FRAGMENTO DE TEXTO
------------------------

Contra lo previsible y convencional (jugar-perder-suicidarse), la intriga se plantea como una paradoja. La anécdota tiende a desvincular la historia del juego y la historia del suicidio. Esa escisión es clave para definir el carácter doble de la forma del cuento.
Primera tesis: un cuento siempre cuenta dos historias.

II

El cuento clásico (Poe, Quiroga) narra en primer plano la historia 1 (el relato del juego) y construye en secreto la historia 2 (el relato del suicidio). El arte del cuentista consiste en saber cifrar la historia 2 en los intersticios de la historia 1. Un relato visible esconde un relato secreto, narrado de un modo elíptico y fragmentario.
El efecto de sorpresa se produce cuando el final de la historia secreta aparece en la superficie.

III

Cada una de las dos historias se cuenta de un modo distinto. Trabajar con dos historias quiere decir trabajar con dos sistemas diferentes de causalidad. Los mismos acontecimientos entran simultáneamente en dos lógicas narrativas antagónicas. Los elementos esenciales del cuento tienen doble función y son usados de manera distinta en cada una de las dos historias. Los puntos de cruce son el fundamento de la construcción.

------------------------

Entradas del conjunto de datos:
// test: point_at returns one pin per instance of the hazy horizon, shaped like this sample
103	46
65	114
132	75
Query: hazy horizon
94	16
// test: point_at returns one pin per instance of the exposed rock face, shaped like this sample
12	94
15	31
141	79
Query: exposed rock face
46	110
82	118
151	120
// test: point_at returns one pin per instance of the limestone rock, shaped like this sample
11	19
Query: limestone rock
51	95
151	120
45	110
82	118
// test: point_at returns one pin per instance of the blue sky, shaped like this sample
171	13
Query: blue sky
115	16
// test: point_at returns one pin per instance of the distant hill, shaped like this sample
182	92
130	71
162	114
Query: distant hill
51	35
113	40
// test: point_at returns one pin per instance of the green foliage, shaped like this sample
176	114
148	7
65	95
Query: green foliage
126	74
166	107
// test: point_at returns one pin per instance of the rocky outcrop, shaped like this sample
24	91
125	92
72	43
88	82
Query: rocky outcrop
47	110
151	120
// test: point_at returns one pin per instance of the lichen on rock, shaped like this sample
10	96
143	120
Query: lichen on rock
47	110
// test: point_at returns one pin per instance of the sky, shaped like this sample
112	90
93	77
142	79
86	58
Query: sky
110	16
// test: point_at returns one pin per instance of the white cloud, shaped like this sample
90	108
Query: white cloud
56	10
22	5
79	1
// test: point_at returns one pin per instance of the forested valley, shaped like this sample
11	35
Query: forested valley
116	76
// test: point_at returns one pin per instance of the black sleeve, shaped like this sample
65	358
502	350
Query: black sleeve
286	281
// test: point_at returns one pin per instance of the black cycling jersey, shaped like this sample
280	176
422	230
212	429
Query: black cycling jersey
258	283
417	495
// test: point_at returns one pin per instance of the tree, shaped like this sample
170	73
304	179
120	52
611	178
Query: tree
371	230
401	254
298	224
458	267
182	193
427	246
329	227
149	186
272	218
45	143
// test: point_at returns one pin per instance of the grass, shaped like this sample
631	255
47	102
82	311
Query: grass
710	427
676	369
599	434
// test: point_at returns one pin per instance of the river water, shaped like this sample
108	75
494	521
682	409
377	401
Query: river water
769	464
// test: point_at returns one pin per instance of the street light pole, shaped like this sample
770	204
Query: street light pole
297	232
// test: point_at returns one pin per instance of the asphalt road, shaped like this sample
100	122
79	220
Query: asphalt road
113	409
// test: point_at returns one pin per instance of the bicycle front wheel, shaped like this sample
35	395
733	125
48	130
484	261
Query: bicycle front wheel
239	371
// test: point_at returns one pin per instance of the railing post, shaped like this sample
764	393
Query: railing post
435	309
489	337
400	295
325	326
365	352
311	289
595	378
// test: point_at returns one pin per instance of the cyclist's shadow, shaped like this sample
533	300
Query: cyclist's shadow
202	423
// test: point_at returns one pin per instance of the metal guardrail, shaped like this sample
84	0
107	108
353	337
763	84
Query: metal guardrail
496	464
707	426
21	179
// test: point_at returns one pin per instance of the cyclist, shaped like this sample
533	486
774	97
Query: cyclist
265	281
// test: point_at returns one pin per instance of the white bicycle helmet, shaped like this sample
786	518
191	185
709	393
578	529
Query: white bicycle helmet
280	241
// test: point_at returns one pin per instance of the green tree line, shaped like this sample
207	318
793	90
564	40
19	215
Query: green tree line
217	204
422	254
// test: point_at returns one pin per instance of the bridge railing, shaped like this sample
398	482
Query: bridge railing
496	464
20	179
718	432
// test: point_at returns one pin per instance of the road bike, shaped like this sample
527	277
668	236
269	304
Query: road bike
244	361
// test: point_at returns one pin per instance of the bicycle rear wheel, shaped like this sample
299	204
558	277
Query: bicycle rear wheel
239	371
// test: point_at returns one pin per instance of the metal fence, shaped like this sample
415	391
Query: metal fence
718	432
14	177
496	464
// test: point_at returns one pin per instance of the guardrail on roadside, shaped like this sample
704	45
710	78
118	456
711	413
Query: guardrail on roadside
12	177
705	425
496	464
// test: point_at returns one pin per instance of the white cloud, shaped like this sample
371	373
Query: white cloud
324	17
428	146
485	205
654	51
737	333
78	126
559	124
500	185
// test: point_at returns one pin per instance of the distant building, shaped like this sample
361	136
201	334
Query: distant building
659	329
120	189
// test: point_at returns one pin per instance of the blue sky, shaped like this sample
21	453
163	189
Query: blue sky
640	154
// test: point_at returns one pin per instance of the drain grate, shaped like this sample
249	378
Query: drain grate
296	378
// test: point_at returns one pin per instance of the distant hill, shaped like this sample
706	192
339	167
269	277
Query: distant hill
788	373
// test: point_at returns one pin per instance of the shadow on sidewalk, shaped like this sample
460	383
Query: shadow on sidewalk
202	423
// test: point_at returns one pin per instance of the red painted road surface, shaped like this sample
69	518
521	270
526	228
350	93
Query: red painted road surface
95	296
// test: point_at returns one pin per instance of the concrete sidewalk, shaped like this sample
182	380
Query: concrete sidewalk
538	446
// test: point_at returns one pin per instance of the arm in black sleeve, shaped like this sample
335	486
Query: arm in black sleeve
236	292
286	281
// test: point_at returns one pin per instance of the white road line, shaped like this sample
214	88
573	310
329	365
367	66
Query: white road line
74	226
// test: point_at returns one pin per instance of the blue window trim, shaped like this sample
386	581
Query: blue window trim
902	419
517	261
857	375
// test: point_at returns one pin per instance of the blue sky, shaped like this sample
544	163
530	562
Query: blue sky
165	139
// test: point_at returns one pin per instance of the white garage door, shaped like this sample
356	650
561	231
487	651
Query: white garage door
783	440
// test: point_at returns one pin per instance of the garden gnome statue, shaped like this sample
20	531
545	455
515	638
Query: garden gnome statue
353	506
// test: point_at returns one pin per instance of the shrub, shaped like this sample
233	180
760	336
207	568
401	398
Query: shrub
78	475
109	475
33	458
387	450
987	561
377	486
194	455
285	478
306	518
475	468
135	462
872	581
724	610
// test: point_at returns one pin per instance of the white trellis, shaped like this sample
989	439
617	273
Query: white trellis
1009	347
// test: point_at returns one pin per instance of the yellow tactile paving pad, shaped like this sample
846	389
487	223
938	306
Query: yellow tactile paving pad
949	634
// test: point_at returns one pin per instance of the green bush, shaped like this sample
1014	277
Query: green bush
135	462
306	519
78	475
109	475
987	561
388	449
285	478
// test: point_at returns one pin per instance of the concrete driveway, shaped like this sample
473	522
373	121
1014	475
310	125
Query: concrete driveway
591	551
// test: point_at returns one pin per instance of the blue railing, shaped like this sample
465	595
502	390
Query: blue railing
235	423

------------------------

EJERCICIO ESCRITO A
Transcribe del fragmento sobre el cuento el pasaje que comienza con "Primera tesis: un" y continúa hasta "elíptico y fragmentario.", sin cambiar nada.
EJERCICIO ESCRITO B
Contesta estas preguntas con lo que dice el fragmento sobre el cuento:
(i) Según la primera tesis, ¿cuántas historias cuenta siempre un cuento?
(ii) ¿De qué modo se narra el relato secreto?
(iii) ¿Qué se señala como el fundamento de la construcción?

RESPUESTA ESCRITA A
Primera tesis: un cuento siempre cuenta dos historias.

II

El cuento clásico (Poe, Quiroga) narra en primer plano la historia 1 (el relato del juego) y construye en secreto la historia 2 (el relato del suicidio). El arte del cuentista consiste en saber cifrar la historia 2 en los intersticios de la historia 1. Un relato visible esconde un relato secreto, narrado de un modo elíptico y fragmentario.

RESPUESTA ESCRITA B
(i) Dos historias.
(ii) De un modo elíptico y fragmentario.
(iii) Los puntos de cruce.